--- Challenge ---
Write out all the entries word for word and omit any pictures.

Image object location entries:

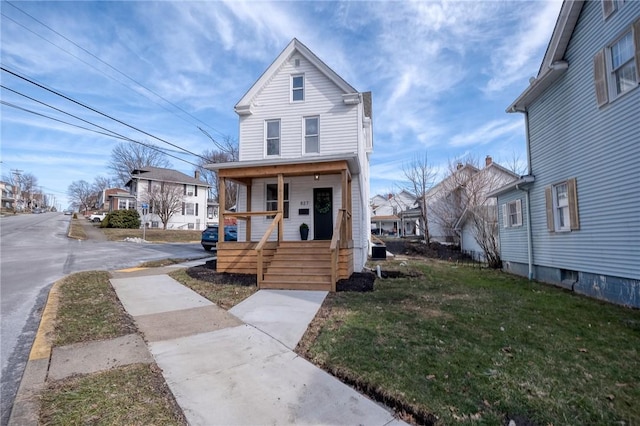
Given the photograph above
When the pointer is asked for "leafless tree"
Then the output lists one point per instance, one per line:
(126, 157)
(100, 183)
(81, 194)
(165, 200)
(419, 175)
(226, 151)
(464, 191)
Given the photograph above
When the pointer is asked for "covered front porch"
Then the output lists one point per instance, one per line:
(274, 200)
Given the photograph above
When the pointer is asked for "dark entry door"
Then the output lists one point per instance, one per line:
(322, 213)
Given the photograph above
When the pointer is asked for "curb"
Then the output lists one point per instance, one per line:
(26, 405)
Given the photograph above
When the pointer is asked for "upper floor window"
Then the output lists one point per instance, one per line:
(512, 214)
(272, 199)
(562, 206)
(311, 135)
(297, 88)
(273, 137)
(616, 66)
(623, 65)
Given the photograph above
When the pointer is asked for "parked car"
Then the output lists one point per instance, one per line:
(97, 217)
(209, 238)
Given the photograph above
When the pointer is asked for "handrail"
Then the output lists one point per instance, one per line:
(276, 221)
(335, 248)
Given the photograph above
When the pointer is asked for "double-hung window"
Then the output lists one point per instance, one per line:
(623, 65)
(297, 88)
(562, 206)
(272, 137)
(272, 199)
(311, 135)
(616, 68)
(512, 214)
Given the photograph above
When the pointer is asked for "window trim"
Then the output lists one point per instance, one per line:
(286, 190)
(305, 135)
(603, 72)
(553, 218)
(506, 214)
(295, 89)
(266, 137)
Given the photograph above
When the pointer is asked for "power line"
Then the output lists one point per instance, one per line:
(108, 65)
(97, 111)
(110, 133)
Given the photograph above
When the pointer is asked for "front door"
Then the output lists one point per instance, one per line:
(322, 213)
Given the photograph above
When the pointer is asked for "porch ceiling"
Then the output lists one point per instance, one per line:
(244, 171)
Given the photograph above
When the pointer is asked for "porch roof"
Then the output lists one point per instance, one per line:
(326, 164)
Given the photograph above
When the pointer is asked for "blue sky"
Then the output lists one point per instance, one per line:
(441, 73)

--- Response ---
Given the photograph above
When the pointer is asked for "leafless tree"
Then the output lists one point per instance, one per line:
(126, 157)
(100, 183)
(81, 194)
(165, 200)
(419, 175)
(226, 151)
(464, 191)
Given the photograph above
When the pointer is asked for "covered front porch"
Then the output lists one point per instance, one per line:
(274, 200)
Given the photograph above
When the pointer is asked for "dark entry door"
Then the output lists one point per instance, one per line:
(322, 213)
Given the photograph above
When the pointer is asked for "curb"
Then the output lists one point per instance, one per line:
(26, 405)
Given the photograph above
When the pointer is asked for "upper floor window"
Then the output lists one point per instance, one per line:
(512, 214)
(272, 199)
(562, 206)
(311, 135)
(297, 88)
(273, 137)
(616, 66)
(623, 65)
Given the photograph above
When the pointer is asked for "parked car"
Then the output lists one point per instance, one per line:
(97, 217)
(209, 238)
Given the photograph above
When the pointer is asked for "handrail"
Then the output lists one point per instance, one per line:
(276, 221)
(335, 248)
Given the photograph above
When the pointer is asked for "double-hung window"
Then the output lists one point per instance, one per line:
(623, 65)
(297, 88)
(562, 206)
(272, 137)
(272, 199)
(311, 135)
(616, 68)
(512, 214)
Given the photograph above
When the pointer is asked for "window trim"
Then the output lists one point per instance, one per line:
(286, 190)
(305, 135)
(603, 72)
(553, 218)
(506, 214)
(295, 89)
(266, 137)
Given the photograph above
When the pointer is asked for "power line"
Then the output lists one point per instance, one per line:
(108, 65)
(97, 111)
(110, 133)
Given the photograph above
When the pointer is asked for "front door"
Then the output lists one point per instance, one per line:
(322, 213)
Given the photograph above
When the pointer is asked for "porch ceiling"
Then the output lists one point per instance, one per line:
(244, 171)
Given the photograph above
When the pointer is asked for "porch roof"
Then the output lists one point per instance, one per line:
(326, 164)
Given the photograph above
When the pointer is asked for "blue sky"
Then the output lists one point per instance, one per line:
(441, 73)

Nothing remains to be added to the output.